Problem statement: Lay out the data below as a numbered list, from the first line up to and including the line with "top-left (265, 0), bottom-right (310, 43)", and leave out any blank lines.

Stored data
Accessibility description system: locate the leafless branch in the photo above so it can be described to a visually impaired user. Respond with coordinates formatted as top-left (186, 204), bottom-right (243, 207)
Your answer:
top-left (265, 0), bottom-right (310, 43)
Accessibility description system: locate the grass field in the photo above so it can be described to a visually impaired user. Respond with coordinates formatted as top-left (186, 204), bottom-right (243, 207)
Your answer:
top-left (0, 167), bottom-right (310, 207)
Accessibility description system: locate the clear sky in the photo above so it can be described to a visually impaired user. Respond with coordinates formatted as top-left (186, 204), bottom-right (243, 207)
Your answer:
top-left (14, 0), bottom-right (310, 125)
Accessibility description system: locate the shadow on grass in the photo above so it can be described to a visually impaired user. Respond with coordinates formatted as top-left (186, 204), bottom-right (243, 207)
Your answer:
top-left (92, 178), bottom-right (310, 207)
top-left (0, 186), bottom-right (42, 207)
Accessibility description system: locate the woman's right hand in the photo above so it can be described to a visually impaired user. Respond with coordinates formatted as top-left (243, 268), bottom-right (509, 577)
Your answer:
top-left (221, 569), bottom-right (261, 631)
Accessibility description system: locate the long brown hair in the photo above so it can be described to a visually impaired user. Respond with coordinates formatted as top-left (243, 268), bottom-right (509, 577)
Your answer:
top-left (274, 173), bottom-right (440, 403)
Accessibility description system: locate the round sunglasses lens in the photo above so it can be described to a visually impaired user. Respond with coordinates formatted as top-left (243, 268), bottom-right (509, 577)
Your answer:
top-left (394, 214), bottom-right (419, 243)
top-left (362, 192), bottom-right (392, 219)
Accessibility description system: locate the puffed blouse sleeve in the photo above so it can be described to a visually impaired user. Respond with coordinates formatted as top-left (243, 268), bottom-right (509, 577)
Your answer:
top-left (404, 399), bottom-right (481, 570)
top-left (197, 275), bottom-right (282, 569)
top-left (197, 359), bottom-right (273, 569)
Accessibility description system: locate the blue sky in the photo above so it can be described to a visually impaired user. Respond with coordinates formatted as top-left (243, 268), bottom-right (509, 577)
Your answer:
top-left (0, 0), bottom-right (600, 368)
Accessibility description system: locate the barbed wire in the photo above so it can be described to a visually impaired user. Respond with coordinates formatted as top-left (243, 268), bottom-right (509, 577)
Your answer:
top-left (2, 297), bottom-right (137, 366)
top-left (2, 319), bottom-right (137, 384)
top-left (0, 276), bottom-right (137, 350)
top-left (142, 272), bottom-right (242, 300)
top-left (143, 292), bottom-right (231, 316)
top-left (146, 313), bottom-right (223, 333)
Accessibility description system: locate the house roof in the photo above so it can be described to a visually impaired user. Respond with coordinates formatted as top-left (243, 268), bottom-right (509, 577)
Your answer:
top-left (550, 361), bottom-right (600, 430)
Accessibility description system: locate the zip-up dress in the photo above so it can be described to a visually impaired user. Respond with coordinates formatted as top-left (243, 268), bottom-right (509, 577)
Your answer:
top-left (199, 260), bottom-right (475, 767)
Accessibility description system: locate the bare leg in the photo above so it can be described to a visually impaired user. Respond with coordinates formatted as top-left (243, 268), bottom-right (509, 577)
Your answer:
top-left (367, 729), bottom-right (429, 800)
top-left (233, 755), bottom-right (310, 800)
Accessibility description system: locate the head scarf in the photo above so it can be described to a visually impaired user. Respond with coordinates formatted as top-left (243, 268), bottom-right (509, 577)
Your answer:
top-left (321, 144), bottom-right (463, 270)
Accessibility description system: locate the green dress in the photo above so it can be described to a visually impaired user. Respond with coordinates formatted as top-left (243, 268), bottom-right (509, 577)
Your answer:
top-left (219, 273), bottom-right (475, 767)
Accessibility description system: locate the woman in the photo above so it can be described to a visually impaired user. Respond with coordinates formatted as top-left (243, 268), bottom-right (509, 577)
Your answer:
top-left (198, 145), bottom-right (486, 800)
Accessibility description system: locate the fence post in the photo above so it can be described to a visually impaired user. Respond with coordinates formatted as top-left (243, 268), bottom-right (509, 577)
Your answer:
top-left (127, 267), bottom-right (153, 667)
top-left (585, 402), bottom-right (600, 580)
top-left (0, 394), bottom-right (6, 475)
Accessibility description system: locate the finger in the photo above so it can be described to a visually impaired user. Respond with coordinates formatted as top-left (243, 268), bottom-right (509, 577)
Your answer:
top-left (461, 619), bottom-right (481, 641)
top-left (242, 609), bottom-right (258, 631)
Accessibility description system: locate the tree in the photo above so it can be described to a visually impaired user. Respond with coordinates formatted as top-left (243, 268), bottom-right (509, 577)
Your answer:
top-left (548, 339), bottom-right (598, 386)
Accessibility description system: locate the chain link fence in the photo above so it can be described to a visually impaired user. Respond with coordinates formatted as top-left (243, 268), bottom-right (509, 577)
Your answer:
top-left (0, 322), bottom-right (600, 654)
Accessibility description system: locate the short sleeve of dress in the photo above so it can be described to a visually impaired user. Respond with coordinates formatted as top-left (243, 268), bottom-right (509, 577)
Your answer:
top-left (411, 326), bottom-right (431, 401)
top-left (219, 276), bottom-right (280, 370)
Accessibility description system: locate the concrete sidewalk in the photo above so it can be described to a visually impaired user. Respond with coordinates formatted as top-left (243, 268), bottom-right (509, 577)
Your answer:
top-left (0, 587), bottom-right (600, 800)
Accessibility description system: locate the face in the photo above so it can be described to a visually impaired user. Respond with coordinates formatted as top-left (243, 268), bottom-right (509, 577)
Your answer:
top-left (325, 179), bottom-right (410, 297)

Exercise result:
1. Accessibility description system: locate the leafless branch in the photo above so it can be described to a visually impaired user. Respond with coordinates formatted as top-left (186, 204), bottom-right (243, 207)
2. Your answer:
3. top-left (265, 0), bottom-right (310, 43)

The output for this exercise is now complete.